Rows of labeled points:
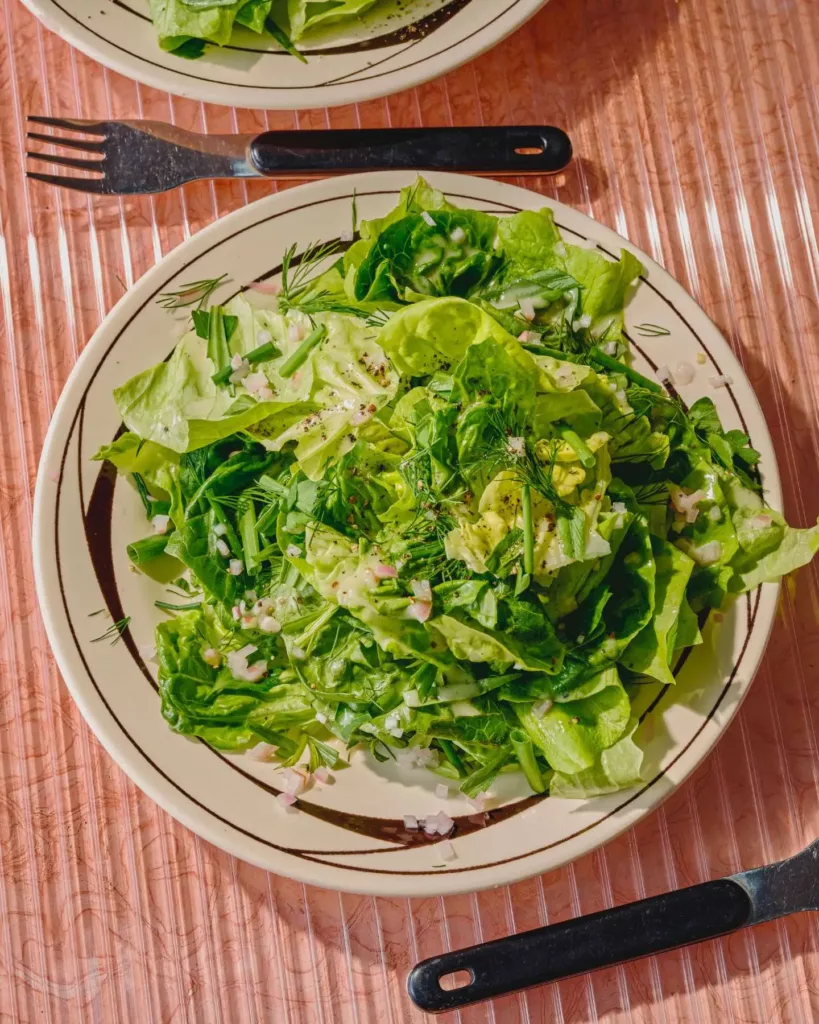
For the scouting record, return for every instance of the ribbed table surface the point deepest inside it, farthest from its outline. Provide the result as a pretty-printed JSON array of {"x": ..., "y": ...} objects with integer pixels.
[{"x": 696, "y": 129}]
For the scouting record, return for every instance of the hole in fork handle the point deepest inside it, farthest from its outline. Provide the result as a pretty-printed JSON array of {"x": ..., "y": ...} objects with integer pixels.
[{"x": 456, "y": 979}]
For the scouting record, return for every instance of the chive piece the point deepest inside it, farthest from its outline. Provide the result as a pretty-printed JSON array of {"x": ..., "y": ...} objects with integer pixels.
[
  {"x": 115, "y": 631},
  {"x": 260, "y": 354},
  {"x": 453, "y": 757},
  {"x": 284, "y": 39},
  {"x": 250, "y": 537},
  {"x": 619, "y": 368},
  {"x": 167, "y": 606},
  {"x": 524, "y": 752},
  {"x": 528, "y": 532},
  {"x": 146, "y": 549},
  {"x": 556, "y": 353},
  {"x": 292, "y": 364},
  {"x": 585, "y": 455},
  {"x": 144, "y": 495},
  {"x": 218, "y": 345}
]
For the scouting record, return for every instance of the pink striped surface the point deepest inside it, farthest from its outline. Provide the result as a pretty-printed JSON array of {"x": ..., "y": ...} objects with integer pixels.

## Set exercise
Reproduce every row above verbatim, leaving out the pictures.

## Problem solution
For the scouting record, return for every instance of the ribbed table surface the point deepest inside it, farthest from its outline. Provide the result as a pretty-printed JSON array of {"x": ..., "y": ...} objects with integer pixels.
[{"x": 696, "y": 129}]
For the scouting record, return for every instance of the hole in fork handle the point deepest inside it, farthest from its outline. Provide the result as a pretty-printed JSON array of {"x": ..., "y": ...} objects with integer pixels.
[{"x": 456, "y": 979}]
For the scouting record, return for every instance of the chive piece the point deepest inside it, farthest from its outline. Provide the result as a pretty-printed JSON array of {"x": ..., "y": ...} objects with integer pixels.
[
  {"x": 115, "y": 631},
  {"x": 260, "y": 354},
  {"x": 453, "y": 757},
  {"x": 284, "y": 39},
  {"x": 250, "y": 537},
  {"x": 619, "y": 368},
  {"x": 167, "y": 606},
  {"x": 524, "y": 752},
  {"x": 528, "y": 532},
  {"x": 146, "y": 549},
  {"x": 556, "y": 353},
  {"x": 292, "y": 364},
  {"x": 585, "y": 455},
  {"x": 144, "y": 495},
  {"x": 218, "y": 345}
]
For the scouting record, return for every instance of the pink striped surface the point deepest inside it, farthest from its outline. Provide the result as a pretty-printed JSON array of {"x": ..., "y": ...} objects with integer pixels.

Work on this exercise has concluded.